[Items from a labeling collection]
* * * * *

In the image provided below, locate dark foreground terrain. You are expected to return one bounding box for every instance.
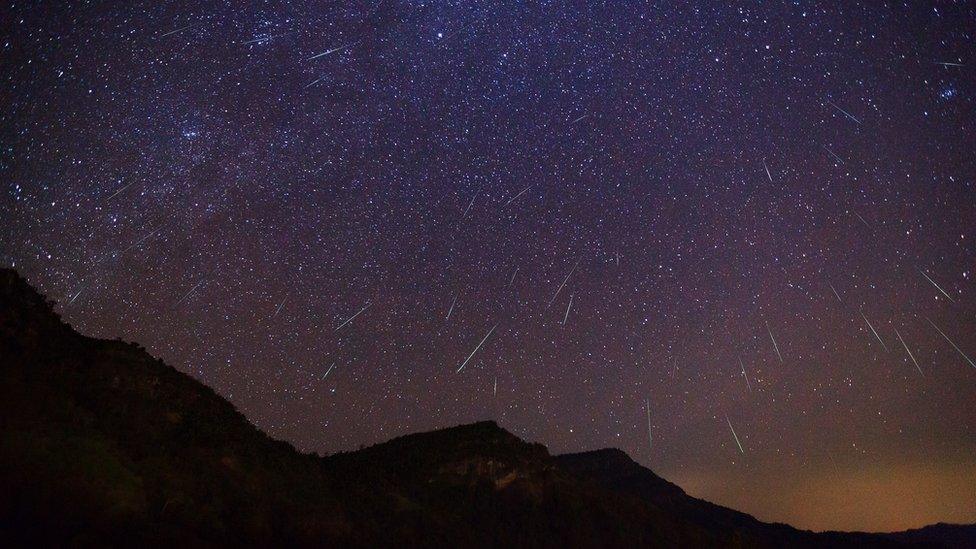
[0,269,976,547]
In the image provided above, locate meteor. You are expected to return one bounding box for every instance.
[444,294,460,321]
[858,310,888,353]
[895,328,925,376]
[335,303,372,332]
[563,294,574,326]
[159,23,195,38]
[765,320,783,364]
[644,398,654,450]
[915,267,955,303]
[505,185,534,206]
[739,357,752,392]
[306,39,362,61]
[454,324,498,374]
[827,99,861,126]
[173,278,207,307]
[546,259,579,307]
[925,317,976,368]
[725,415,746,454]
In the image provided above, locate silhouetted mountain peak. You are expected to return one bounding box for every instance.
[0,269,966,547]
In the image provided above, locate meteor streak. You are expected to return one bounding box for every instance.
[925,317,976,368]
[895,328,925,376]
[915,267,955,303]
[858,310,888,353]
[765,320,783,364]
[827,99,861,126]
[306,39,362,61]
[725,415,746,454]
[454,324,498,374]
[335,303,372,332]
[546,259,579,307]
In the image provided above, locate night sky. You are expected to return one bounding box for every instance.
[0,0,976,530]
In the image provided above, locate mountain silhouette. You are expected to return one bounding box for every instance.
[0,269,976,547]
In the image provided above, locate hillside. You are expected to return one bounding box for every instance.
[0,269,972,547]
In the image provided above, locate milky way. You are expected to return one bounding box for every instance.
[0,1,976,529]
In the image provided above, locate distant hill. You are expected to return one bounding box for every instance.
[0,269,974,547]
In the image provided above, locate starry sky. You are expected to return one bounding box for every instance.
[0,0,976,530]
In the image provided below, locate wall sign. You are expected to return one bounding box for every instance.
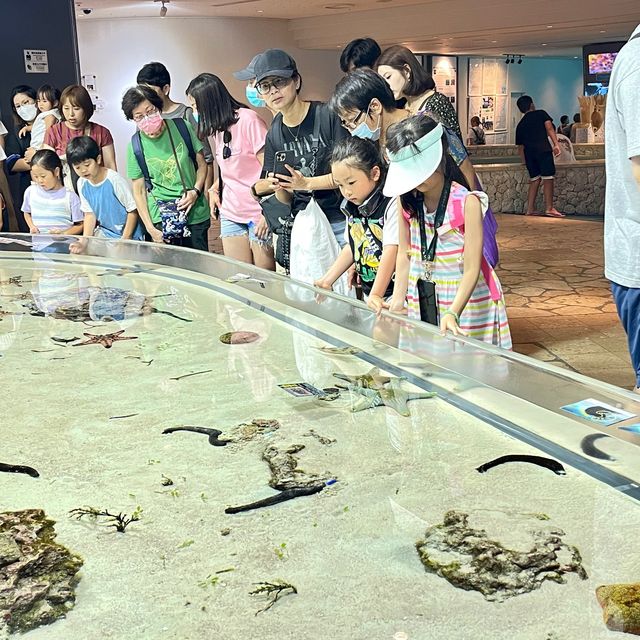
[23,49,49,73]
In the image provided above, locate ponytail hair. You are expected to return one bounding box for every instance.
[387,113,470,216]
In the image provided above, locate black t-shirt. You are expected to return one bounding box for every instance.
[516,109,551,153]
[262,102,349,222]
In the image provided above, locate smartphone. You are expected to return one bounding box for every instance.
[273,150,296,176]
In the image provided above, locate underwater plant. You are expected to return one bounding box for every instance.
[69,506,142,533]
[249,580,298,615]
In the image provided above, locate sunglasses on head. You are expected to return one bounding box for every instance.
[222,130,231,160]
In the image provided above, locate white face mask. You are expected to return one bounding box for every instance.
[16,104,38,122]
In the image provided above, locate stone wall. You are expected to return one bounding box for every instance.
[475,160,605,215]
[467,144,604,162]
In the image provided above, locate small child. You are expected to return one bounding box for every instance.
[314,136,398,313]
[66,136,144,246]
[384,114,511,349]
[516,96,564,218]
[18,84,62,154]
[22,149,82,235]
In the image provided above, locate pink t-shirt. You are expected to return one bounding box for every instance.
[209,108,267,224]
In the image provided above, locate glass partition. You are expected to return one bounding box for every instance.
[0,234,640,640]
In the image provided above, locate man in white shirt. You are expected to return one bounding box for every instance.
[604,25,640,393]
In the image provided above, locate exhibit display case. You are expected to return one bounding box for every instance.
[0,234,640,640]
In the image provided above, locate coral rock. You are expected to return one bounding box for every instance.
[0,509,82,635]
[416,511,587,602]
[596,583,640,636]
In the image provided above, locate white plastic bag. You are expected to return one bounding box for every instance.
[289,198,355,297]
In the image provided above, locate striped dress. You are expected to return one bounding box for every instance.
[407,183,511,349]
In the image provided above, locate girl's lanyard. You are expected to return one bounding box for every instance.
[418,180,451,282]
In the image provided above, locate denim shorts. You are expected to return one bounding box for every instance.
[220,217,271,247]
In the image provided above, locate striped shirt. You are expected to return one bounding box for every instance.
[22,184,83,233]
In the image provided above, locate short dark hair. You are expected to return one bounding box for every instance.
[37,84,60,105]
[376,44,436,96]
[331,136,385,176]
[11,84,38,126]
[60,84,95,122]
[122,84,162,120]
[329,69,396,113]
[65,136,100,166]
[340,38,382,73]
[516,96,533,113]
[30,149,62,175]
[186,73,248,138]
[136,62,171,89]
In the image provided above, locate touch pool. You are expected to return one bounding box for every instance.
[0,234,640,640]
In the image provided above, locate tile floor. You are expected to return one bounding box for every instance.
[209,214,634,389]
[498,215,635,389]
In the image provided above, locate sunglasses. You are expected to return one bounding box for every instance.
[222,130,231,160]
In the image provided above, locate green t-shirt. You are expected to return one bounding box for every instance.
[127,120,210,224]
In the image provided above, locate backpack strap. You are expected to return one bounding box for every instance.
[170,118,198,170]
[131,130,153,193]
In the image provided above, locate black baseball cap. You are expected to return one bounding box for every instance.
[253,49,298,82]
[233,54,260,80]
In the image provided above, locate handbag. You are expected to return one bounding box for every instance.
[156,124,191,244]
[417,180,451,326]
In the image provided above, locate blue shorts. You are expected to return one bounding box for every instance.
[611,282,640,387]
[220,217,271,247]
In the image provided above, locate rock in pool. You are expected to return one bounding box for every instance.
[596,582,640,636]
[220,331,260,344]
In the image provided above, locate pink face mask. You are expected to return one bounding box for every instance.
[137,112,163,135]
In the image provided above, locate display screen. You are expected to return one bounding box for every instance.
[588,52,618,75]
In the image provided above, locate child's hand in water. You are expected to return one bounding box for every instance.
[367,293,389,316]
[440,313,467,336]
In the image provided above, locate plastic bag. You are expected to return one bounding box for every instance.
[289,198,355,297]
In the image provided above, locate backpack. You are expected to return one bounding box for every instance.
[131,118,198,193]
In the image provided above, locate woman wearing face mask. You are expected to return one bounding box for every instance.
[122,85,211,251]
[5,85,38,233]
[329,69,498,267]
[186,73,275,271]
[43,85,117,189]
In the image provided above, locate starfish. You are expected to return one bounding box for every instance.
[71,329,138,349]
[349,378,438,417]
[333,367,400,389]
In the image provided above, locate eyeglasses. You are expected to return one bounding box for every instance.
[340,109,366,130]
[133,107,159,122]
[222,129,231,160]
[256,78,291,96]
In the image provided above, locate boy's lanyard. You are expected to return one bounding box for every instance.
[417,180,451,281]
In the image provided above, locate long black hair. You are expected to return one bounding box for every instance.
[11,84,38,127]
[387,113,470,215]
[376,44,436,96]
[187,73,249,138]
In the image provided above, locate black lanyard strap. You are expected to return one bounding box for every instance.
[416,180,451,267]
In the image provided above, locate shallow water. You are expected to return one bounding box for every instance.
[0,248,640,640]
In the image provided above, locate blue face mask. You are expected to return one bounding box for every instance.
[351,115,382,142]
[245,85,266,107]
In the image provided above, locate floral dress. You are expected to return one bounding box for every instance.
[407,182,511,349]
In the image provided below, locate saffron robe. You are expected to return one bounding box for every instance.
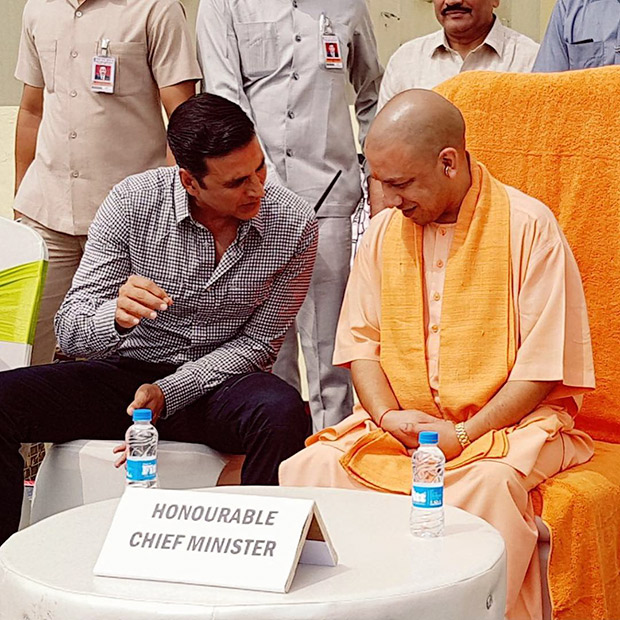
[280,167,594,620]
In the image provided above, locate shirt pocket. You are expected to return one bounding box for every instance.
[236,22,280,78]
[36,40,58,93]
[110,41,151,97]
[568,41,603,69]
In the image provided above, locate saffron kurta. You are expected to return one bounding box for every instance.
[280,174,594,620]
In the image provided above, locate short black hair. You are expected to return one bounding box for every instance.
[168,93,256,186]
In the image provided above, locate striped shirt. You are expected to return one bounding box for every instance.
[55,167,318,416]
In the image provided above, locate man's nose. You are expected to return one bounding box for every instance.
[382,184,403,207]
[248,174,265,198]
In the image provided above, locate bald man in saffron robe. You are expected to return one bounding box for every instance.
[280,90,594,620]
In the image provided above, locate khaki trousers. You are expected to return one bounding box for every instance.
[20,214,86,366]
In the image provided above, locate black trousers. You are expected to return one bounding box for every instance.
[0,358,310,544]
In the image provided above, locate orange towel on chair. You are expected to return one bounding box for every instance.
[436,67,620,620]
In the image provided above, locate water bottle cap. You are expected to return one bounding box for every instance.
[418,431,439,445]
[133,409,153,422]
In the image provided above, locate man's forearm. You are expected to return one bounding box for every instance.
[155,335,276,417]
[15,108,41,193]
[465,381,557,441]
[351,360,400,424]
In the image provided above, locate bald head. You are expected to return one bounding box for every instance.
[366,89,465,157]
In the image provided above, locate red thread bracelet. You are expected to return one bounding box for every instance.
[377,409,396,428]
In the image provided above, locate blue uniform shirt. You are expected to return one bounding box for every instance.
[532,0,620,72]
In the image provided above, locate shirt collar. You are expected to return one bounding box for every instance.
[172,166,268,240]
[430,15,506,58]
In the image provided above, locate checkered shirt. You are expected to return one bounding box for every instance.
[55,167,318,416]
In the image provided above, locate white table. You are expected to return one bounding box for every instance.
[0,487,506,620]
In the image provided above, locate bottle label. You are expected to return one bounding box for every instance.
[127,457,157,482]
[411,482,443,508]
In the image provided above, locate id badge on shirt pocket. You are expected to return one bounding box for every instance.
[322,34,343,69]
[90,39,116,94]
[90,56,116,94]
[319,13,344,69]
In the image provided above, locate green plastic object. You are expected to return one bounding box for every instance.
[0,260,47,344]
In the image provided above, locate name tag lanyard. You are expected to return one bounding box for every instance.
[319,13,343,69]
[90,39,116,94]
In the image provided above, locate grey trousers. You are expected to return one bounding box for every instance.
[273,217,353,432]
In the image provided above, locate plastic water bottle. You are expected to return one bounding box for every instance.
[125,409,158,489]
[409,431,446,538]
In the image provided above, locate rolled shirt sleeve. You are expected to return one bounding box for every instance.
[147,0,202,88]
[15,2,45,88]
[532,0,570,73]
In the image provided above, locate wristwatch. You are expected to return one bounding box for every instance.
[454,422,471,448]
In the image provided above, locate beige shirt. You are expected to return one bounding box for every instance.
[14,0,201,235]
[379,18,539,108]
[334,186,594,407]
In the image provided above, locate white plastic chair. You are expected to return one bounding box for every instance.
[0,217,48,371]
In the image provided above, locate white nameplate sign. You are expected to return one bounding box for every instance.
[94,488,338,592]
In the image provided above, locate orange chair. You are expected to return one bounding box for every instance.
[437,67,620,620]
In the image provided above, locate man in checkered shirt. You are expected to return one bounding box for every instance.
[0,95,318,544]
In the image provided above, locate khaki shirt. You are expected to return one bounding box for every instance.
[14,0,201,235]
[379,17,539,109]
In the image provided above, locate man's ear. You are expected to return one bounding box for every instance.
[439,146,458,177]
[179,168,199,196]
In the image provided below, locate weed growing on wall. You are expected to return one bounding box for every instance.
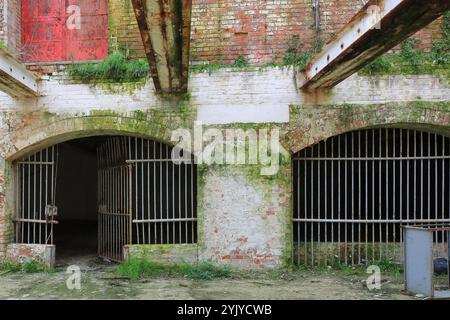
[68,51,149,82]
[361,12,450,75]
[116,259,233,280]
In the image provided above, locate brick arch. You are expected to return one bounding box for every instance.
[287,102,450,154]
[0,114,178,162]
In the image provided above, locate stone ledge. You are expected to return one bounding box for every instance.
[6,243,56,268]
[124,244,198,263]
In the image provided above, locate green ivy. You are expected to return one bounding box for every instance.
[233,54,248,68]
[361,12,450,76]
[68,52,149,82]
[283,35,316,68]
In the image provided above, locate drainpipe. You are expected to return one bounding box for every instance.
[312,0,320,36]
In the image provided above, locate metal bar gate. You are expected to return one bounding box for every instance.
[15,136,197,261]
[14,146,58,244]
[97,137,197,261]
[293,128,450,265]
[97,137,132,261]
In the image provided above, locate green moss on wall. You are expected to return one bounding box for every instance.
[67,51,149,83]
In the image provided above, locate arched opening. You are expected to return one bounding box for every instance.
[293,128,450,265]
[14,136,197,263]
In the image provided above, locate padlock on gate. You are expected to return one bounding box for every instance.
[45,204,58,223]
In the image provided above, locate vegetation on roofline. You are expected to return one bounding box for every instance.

* * * * *

*Written instruction*: Reproduce, without alteration, the lines between the one containing "In the image provided above, locate touch" and the one containing "[127,120,210,224]", both included.

*Solved problem*:
In the image provided above, locate touch pool. You are expected to return one bounding box for every instance.
[0,234,640,640]
In the image provided above, locate tile floor. You are expected to return one bounding box for every instance.
[209,214,634,389]
[498,215,635,389]
In the image provided above, locate sunglasses. You are expected to return one bounding box for every instance.
[222,130,231,160]
In the image provided above, locate green t-shirt. You are expected to return one bounding box for every instance.
[127,120,210,224]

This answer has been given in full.